WORK INSTRUCTIONS.
An exact restatement of every record is required.

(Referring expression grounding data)
● ● ● ● ● ● ●

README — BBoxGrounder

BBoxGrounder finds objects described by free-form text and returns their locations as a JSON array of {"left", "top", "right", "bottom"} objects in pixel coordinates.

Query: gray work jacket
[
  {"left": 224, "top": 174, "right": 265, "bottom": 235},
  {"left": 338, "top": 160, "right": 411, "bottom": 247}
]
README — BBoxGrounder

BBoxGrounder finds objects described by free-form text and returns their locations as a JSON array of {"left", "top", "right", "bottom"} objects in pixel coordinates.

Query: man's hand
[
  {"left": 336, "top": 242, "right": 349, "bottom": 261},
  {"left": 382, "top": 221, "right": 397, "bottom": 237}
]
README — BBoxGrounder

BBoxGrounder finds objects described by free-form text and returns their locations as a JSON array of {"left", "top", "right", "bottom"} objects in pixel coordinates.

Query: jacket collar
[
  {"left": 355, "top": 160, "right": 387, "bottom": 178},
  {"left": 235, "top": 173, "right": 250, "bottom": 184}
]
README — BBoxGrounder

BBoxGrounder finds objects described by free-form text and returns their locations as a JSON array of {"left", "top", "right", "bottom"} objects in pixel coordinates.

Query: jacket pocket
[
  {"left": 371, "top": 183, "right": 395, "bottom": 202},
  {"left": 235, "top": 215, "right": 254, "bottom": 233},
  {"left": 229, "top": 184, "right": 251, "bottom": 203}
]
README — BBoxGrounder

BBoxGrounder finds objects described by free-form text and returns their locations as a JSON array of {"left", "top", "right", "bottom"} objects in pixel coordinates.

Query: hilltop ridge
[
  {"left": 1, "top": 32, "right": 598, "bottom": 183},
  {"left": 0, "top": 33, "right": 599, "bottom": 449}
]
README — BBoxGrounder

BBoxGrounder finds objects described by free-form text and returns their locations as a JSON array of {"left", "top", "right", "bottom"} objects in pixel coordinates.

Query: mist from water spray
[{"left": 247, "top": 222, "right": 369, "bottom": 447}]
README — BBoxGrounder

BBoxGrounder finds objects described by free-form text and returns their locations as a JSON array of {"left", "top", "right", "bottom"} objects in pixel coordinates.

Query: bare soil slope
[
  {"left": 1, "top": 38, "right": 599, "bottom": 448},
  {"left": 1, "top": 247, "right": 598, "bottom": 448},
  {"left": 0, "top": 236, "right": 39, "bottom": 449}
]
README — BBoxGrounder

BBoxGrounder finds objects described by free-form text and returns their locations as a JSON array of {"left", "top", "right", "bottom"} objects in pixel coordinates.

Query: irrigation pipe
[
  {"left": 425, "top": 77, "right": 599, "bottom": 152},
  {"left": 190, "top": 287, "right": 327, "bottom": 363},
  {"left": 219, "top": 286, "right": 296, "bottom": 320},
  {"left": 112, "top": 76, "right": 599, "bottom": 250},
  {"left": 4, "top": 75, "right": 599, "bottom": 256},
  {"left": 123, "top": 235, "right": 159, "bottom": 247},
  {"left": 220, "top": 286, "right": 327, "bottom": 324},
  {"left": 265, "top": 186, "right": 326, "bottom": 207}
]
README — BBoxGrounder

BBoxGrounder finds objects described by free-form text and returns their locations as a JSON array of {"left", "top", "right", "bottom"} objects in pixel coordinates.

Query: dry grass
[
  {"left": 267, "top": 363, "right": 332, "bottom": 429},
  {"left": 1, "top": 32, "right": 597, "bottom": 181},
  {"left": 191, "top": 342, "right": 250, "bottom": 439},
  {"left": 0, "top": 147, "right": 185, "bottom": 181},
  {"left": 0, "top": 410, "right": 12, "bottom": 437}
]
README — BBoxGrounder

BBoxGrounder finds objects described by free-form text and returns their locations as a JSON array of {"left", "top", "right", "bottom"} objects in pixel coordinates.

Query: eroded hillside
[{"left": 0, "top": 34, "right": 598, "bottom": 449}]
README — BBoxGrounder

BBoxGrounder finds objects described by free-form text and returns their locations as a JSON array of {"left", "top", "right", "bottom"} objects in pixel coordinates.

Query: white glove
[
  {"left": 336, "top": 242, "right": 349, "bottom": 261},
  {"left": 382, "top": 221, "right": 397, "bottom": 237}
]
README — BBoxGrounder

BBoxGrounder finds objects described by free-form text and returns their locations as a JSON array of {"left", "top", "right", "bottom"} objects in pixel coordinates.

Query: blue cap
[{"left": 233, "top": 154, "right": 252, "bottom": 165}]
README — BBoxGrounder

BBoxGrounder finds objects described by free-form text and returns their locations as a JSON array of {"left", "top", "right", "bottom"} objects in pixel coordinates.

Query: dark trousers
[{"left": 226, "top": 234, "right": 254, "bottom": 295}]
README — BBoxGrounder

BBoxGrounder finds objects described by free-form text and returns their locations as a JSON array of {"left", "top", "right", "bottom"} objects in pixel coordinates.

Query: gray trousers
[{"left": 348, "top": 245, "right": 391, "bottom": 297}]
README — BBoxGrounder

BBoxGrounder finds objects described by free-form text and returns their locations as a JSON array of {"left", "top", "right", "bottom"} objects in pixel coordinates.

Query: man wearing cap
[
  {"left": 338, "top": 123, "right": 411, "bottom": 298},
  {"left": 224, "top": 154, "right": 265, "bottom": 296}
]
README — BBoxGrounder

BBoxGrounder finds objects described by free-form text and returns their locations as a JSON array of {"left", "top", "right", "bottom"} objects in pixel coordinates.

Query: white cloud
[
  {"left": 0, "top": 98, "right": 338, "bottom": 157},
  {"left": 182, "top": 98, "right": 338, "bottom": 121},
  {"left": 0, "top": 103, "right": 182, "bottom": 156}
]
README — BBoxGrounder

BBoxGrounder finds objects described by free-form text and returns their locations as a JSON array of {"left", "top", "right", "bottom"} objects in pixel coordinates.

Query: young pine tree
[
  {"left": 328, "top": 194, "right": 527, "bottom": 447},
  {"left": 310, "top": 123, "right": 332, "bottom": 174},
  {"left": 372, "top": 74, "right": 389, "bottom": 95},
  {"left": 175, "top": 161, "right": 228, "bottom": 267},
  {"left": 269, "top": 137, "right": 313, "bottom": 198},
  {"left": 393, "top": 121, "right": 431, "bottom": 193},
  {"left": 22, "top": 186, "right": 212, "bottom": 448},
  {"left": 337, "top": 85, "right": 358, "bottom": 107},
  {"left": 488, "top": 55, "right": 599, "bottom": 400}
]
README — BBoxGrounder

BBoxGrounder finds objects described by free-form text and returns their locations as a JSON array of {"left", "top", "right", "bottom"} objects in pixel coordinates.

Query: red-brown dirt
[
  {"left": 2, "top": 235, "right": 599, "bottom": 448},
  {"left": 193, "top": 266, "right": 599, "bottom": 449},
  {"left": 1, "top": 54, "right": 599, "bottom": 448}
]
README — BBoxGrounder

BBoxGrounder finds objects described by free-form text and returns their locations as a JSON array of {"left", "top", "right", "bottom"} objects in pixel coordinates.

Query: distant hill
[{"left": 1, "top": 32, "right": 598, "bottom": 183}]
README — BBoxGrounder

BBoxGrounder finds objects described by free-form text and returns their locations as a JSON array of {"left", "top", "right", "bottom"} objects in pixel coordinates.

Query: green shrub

● ● ● ● ● ● ●

ANSWER TO THE EXERCISE.
README — BBoxGrounder

BBoxGrounder finds objects described by free-form text and returns their locations as a JSON array of {"left", "top", "right", "bottom"} objects in pixel coordinates.

Query: gray work jacket
[
  {"left": 224, "top": 174, "right": 265, "bottom": 235},
  {"left": 338, "top": 160, "right": 411, "bottom": 247}
]
README — BBoxGrounder

BBoxGrounder finds objects described by free-form text and returns their locations as a JSON array of {"left", "top", "right", "bottom"} objects in pixel coordinates.

Query: man's hand
[
  {"left": 336, "top": 242, "right": 349, "bottom": 261},
  {"left": 382, "top": 221, "right": 397, "bottom": 237}
]
README — BBoxGrounder

BBoxGrounder finds objects described by free-form text and returns their locations as a JSON array of {"left", "top", "right", "bottom"} objects in pixel coordinates.

Query: jacket collar
[
  {"left": 355, "top": 160, "right": 387, "bottom": 178},
  {"left": 235, "top": 173, "right": 250, "bottom": 184}
]
README — BBoxGrounder

BBoxGrounder finds objects described by free-form text and returns their locations as a JSON array of {"left", "top", "right", "bottom"} objects in pixel coordinates.

Query: jacket pocket
[
  {"left": 371, "top": 183, "right": 395, "bottom": 202},
  {"left": 235, "top": 215, "right": 254, "bottom": 233},
  {"left": 229, "top": 184, "right": 251, "bottom": 203}
]
README — BBoxGrounder

BBoxGrounder finds objects described by free-form text and returns their locations as a JSON array of {"left", "top", "right", "bottom"} objects in pixel coordinates.

Query: hilltop ridge
[
  {"left": 1, "top": 32, "right": 598, "bottom": 183},
  {"left": 0, "top": 33, "right": 599, "bottom": 449}
]
README — BBoxGrounder

BBoxGrounder finds objects described by free-form text and returns their locations as a JSON array of {"left", "top", "right", "bottom"} objects in pixel coordinates.

Query: mist from water spray
[{"left": 247, "top": 222, "right": 369, "bottom": 447}]
README — BBoxGrounder

BBoxGrounder finds objects described by free-form text and returns their locations as a JSON array of {"left", "top", "right", "bottom"} objects in pixel coordinates.

Query: bare soil slope
[
  {"left": 1, "top": 38, "right": 599, "bottom": 448},
  {"left": 1, "top": 247, "right": 598, "bottom": 448},
  {"left": 0, "top": 236, "right": 39, "bottom": 449}
]
README — BBoxGrounder

BBoxGrounder finds objects described by free-form text and returns their locations as a JSON array of {"left", "top", "right", "bottom"} objects in pixel coordinates.

Query: irrigation pipe
[
  {"left": 425, "top": 77, "right": 599, "bottom": 152},
  {"left": 190, "top": 287, "right": 327, "bottom": 363},
  {"left": 219, "top": 286, "right": 296, "bottom": 320},
  {"left": 112, "top": 76, "right": 599, "bottom": 250},
  {"left": 4, "top": 75, "right": 599, "bottom": 256},
  {"left": 123, "top": 235, "right": 159, "bottom": 247},
  {"left": 220, "top": 286, "right": 327, "bottom": 324},
  {"left": 265, "top": 186, "right": 326, "bottom": 207}
]
README — BBoxGrounder

BBoxGrounder finds objects described by free-form text and returns their locations as a JSON array of {"left", "top", "right", "bottom"} objects in pixel coordinates.

Query: dry grass
[
  {"left": 267, "top": 363, "right": 332, "bottom": 429},
  {"left": 1, "top": 32, "right": 597, "bottom": 181},
  {"left": 191, "top": 342, "right": 250, "bottom": 439},
  {"left": 0, "top": 147, "right": 185, "bottom": 181},
  {"left": 0, "top": 410, "right": 12, "bottom": 437}
]
README — BBoxGrounder

BBoxGrounder finds objects described by free-form text and returns their locations as a JSON array of {"left", "top", "right", "bottom"} objects in pixel coordinates.

Query: eroded hillside
[{"left": 0, "top": 34, "right": 598, "bottom": 449}]
README — BBoxGrounder

BBoxGrounder finds objects described by free-form text and returns their locations as a JSON array of {"left", "top", "right", "bottom"} objects in pixel coordinates.

Query: white glove
[
  {"left": 336, "top": 242, "right": 349, "bottom": 261},
  {"left": 382, "top": 221, "right": 397, "bottom": 237}
]
README — BBoxGrounder

BBoxGrounder finds objects described by free-form text and returns their locations as a JSON array of {"left", "top", "right", "bottom"} objects in pixel coordinates.

Query: blue cap
[{"left": 233, "top": 154, "right": 252, "bottom": 165}]
README — BBoxGrounder

BBoxGrounder finds objects described by free-form text and returns their locations as a JSON array of {"left", "top", "right", "bottom"} objects in pixel coordinates.

Query: dark trousers
[{"left": 226, "top": 234, "right": 254, "bottom": 295}]
README — BBoxGrounder

BBoxGrounder finds objects described by free-form text and returns their locations as a JSON array of {"left", "top", "right", "bottom"} objects in pixel coordinates.

Query: gray trousers
[{"left": 348, "top": 245, "right": 391, "bottom": 297}]
README — BBoxGrounder

BBoxGrounder finds objects described by free-form text and returns their locations as a JSON array of {"left", "top", "right", "bottom"} objects in pixel coordinates.

Query: man wearing cap
[
  {"left": 338, "top": 123, "right": 411, "bottom": 298},
  {"left": 224, "top": 154, "right": 265, "bottom": 296}
]
README — BBoxGrounder

BBoxGrounder finds objects described by free-form text and returns their locations as a JSON array of {"left", "top", "right", "bottom"} objects in pixel coordinates.

Query: white cloud
[
  {"left": 0, "top": 98, "right": 338, "bottom": 157},
  {"left": 182, "top": 98, "right": 338, "bottom": 121},
  {"left": 0, "top": 103, "right": 182, "bottom": 156}
]
README — BBoxGrounder

BBoxGrounder finds objects described by free-form text and returns their locations as a JSON array of {"left", "top", "right", "bottom"} objects in pixel coordinates.

Query: young pine tree
[
  {"left": 328, "top": 194, "right": 527, "bottom": 447},
  {"left": 310, "top": 123, "right": 332, "bottom": 174},
  {"left": 372, "top": 74, "right": 389, "bottom": 95},
  {"left": 175, "top": 161, "right": 228, "bottom": 267},
  {"left": 269, "top": 137, "right": 313, "bottom": 198},
  {"left": 393, "top": 121, "right": 431, "bottom": 193},
  {"left": 22, "top": 186, "right": 212, "bottom": 448},
  {"left": 337, "top": 85, "right": 358, "bottom": 107},
  {"left": 488, "top": 55, "right": 599, "bottom": 400}
]
README — BBoxGrounder

BBoxGrounder finds objects described by free-form text and returns their locations as a JSON array of {"left", "top", "right", "bottom"} objects in pixel coordinates.

Query: red-brown dirt
[
  {"left": 2, "top": 235, "right": 599, "bottom": 448},
  {"left": 193, "top": 266, "right": 599, "bottom": 449},
  {"left": 1, "top": 54, "right": 599, "bottom": 448}
]
README — BBoxGrounder

BBoxGrounder finds objects described by free-form text and returns their locations as a JSON array of {"left", "top", "right", "bottom"} objects in pixel coordinates.

Query: distant hill
[{"left": 1, "top": 32, "right": 598, "bottom": 183}]
README — BBoxGrounder

BBoxGrounder finds objects described by free-form text and returns their locations as a JSON array of {"left", "top", "right", "bottom"} objects in pixel coordinates.

Query: green shrub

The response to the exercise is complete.